EXERCISE BRIEF: In the passage on Leucopogon hirsutus, during which months does the plant flower?

PASSAGE:
--
Leucopogon hirsutus is a species of flowering plant in the heath family Ericaceae and is endemic to southern continental Australia. It is a low-lying or straggling shrub with elliptic to oblong leaves and inconspicuous, white, bell-shaped flowers.

==Description==
Leucopogon hirsutus is a low-lying or straggling shrub that typically grows to 5–75 cm and has intertwining branches. Its leaves are elliptic to oblong, 3–9.5 mm long and 1.5–3.9 mm wide on a petiole up to 1.2 mm long. The flowers are inconspicuous and drooping, arranged singly or in groups of 2 to 6 in upper leaf axils and on the ends of the branches with bracts 0.65–1.3 mm long and bracteoles 0.7–1 mm long and 0.4–0.9 mm wide. The sepals are 1.0–1.5 mm long, the petals forming a broadly bell-shaped tube 0.5–0.7 mm long with lobes 1.0–1.4 mm long and curved backwards. Flowering occurs from August to October and the fruit is a drupe 1.8–2.2 mm long.

==Taxonomy and naming==
Leucopogon hirsutus was first formally described in 1845 by Otto Wilhelm Sonder in Johann Georg Christian Lehmann's Plantae Preissianae. The specific epithet (hirsutus) means "hirsute", referring to the stems and leaves.

==Distribution and habitat==
This leucopogon occurs in swampy places and on the edge of creeks in the Avon Wheatbelt, Jarrah Forest, Swan Coastal Plain, and Warren bioregions of south-western Western Australia and the southern Mount Lofty Ranges and Kangaroo Island of South Australia.

==Conservation status==
Leucopogon hirsutus is listed as "not threatened" by the Government of Western Australia Department of Biodiversity, Conservation and Attractions.
--
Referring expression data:
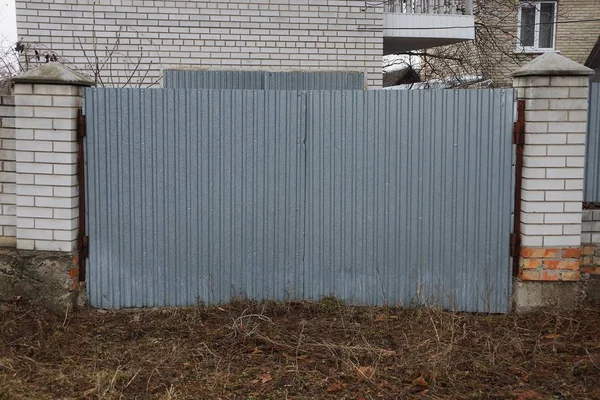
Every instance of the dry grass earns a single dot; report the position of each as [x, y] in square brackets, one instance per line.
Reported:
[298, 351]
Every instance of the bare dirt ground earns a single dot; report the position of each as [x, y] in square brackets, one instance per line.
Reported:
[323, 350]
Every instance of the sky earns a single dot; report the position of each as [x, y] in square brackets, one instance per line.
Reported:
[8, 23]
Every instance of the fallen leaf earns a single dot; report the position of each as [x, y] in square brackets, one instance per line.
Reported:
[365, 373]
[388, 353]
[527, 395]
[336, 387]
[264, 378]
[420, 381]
--
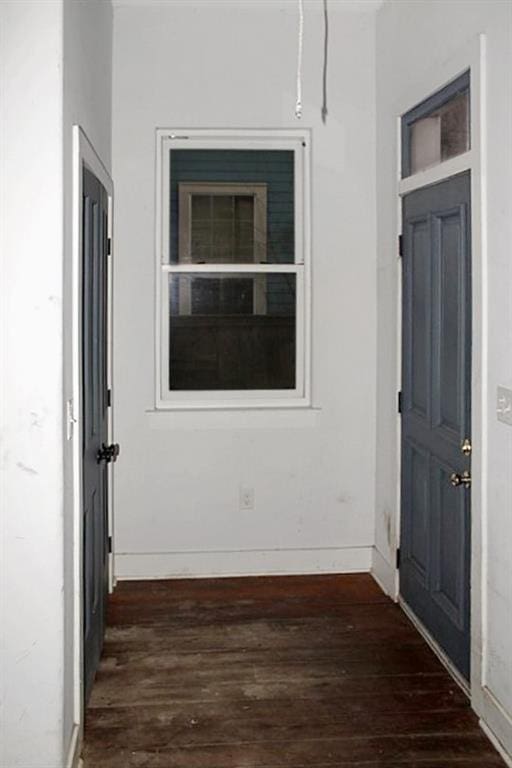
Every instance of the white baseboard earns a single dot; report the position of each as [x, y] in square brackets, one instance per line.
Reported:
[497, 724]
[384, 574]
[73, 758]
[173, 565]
--
EXERCISE SOLUTION: August to October.